Stored data entries
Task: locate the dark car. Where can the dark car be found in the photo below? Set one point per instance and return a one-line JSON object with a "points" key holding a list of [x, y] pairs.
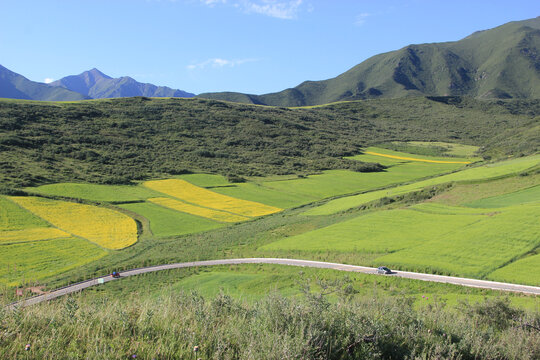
{"points": [[383, 270]]}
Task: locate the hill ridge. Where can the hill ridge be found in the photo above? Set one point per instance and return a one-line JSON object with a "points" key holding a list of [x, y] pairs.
{"points": [[501, 62]]}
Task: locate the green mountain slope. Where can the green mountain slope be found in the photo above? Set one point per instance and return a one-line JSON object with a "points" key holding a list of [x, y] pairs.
{"points": [[119, 140], [503, 62], [15, 86], [97, 85]]}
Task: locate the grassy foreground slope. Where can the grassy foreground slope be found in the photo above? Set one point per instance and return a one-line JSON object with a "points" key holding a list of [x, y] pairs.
{"points": [[172, 325]]}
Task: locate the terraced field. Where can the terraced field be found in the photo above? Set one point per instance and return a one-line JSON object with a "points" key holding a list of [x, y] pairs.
{"points": [[166, 222], [188, 192], [431, 238], [27, 262], [483, 172], [104, 227], [31, 249], [212, 214], [35, 234], [95, 192], [529, 195]]}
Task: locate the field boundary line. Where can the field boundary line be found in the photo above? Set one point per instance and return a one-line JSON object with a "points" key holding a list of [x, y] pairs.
{"points": [[416, 159]]}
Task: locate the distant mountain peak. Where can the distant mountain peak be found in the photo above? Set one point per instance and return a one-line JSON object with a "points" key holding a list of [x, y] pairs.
{"points": [[15, 86], [97, 85], [97, 73], [502, 62]]}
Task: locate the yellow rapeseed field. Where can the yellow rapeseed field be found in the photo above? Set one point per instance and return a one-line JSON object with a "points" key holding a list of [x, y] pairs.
{"points": [[32, 235], [197, 210], [183, 190], [107, 228], [416, 159]]}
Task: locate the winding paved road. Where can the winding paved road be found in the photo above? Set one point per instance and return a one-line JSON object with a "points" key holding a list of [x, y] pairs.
{"points": [[525, 289]]}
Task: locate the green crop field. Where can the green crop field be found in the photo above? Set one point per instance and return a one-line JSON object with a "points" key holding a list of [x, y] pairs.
{"points": [[259, 192], [339, 182], [96, 192], [531, 194], [376, 232], [466, 193], [475, 249], [430, 238], [28, 262], [452, 149], [483, 172], [205, 180], [522, 271], [14, 217], [166, 222], [254, 282]]}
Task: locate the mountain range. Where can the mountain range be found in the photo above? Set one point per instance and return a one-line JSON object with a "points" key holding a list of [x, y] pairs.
{"points": [[92, 84], [503, 62], [97, 85]]}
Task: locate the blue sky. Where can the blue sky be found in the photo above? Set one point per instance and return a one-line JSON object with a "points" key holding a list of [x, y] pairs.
{"points": [[251, 46]]}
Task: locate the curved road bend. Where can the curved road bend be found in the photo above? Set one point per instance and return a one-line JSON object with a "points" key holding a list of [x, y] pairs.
{"points": [[525, 289]]}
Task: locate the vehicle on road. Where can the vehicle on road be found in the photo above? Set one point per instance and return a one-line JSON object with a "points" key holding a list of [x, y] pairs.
{"points": [[384, 270]]}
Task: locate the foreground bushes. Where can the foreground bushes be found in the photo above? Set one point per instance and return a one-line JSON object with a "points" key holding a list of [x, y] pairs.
{"points": [[275, 328]]}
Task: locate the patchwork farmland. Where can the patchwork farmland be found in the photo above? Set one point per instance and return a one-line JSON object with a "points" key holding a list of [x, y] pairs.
{"points": [[464, 239]]}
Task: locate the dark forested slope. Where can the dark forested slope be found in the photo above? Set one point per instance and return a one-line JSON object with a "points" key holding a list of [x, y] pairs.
{"points": [[133, 138]]}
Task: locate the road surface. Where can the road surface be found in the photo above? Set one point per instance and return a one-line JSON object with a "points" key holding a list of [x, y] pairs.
{"points": [[483, 284]]}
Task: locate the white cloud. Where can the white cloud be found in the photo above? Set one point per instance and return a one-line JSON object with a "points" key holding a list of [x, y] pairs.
{"points": [[361, 19], [281, 9], [213, 2], [219, 63], [278, 9]]}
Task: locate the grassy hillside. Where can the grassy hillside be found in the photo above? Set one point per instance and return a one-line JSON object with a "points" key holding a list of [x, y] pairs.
{"points": [[498, 63], [178, 325], [117, 141]]}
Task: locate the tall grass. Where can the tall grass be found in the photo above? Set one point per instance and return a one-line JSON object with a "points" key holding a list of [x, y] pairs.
{"points": [[171, 326]]}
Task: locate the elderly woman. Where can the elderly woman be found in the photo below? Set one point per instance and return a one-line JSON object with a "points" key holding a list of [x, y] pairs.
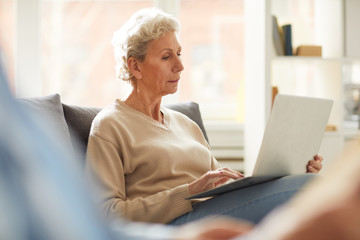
{"points": [[149, 159]]}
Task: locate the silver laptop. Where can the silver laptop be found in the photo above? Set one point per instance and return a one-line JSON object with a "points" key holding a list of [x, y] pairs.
{"points": [[292, 137]]}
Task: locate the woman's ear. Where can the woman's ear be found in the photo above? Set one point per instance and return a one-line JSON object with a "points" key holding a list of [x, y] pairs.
{"points": [[133, 65]]}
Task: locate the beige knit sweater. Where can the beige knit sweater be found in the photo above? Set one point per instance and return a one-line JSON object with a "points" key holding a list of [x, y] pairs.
{"points": [[143, 166]]}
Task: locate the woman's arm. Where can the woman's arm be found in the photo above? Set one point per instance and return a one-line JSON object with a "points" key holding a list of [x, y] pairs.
{"points": [[105, 166]]}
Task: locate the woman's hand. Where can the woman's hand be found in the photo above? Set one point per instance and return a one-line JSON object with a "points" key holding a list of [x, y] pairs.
{"points": [[314, 165], [213, 179]]}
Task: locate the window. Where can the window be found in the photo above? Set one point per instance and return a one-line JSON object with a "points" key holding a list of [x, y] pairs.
{"points": [[77, 56], [213, 46], [7, 38], [77, 61]]}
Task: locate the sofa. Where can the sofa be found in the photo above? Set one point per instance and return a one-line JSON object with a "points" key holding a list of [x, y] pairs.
{"points": [[74, 122]]}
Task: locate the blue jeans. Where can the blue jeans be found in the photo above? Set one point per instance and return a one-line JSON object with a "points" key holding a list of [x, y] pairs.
{"points": [[251, 203]]}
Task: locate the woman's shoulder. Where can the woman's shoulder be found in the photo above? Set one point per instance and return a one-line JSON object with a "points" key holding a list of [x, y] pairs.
{"points": [[108, 117]]}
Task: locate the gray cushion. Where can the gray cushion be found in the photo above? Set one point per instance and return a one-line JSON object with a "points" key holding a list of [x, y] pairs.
{"points": [[79, 121], [50, 109], [192, 110]]}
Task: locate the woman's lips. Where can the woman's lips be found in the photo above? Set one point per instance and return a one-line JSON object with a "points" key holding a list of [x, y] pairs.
{"points": [[174, 81]]}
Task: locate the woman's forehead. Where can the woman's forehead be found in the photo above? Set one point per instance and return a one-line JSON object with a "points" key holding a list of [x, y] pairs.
{"points": [[167, 41]]}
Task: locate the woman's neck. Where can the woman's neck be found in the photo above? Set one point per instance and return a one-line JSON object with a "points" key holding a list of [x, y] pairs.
{"points": [[148, 105]]}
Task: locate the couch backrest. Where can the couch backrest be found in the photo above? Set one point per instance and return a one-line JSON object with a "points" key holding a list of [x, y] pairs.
{"points": [[74, 122], [79, 120]]}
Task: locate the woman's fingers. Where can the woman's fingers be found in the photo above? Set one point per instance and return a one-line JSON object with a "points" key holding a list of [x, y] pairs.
{"points": [[212, 179]]}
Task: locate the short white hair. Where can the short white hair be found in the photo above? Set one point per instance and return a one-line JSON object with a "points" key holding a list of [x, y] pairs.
{"points": [[132, 39]]}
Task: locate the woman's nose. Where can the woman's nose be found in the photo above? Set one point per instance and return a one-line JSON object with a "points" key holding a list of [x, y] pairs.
{"points": [[178, 65]]}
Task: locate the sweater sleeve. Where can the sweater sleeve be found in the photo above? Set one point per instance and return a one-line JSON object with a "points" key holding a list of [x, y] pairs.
{"points": [[105, 166]]}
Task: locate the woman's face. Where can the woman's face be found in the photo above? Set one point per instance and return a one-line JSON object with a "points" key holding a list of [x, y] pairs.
{"points": [[160, 71]]}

YOUR OBJECTIVE: Up to and including the last line of the data, copy each line exactly, starting with the line that contains "Task: locate the sweater".

ANSWER SECTION:
Task: locate the sweater sleeve. Where can the sweater sleeve be found in the photo above? Set one point per instance and return a one-line JSON object with a "points" key holding a list of [x, y] pairs.
{"points": [[105, 166]]}
Task: locate the woman's face. Where can the woman's face be found in the photo above? Set one point per instance and return a one-line JSON object with a "points" key holding a list of [x, y] pairs.
{"points": [[160, 71]]}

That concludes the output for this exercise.